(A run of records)

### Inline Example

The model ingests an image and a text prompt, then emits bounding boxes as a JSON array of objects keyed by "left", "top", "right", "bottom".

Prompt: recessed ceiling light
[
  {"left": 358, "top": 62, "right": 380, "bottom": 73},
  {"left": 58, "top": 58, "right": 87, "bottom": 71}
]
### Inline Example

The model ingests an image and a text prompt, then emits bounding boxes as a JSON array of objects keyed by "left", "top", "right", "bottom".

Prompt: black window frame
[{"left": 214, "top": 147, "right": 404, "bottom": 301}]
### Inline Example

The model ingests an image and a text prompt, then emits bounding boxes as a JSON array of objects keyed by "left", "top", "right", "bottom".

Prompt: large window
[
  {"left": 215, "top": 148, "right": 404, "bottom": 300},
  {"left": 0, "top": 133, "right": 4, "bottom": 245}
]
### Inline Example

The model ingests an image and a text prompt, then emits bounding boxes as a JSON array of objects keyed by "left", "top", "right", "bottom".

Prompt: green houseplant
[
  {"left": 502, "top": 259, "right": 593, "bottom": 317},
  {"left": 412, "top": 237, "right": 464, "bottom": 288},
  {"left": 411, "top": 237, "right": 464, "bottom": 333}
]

• _PROBLEM REQUIREMENTS_:
Pull out every line of the material above that contains the string "left".

• _ANSWER FOR THE TASK_:
The model ingests an image and a text prompt, then emits bounding boxes as a JSON array of objects keyed by "left", "top", "right", "bottom".
  {"left": 358, "top": 62, "right": 380, "bottom": 73},
  {"left": 58, "top": 58, "right": 87, "bottom": 71}
The model ingests an image and a text prompt, then emits bounding boxes as a JSON array of objects keyed by "left", "top", "right", "bottom".
[{"left": 214, "top": 147, "right": 404, "bottom": 301}]
The model ingests an image and a text prompt, then emits bounding boxes as a JSON array of objects keyed by "left", "top", "right", "bottom".
  {"left": 215, "top": 148, "right": 404, "bottom": 300},
  {"left": 0, "top": 133, "right": 4, "bottom": 245}
The model ingests an image and a text prompt, then emits bounding boxes as a JSON array of objects keyed by "left", "top", "right", "bottom".
  {"left": 502, "top": 259, "right": 593, "bottom": 317},
  {"left": 412, "top": 237, "right": 464, "bottom": 288},
  {"left": 411, "top": 237, "right": 464, "bottom": 333}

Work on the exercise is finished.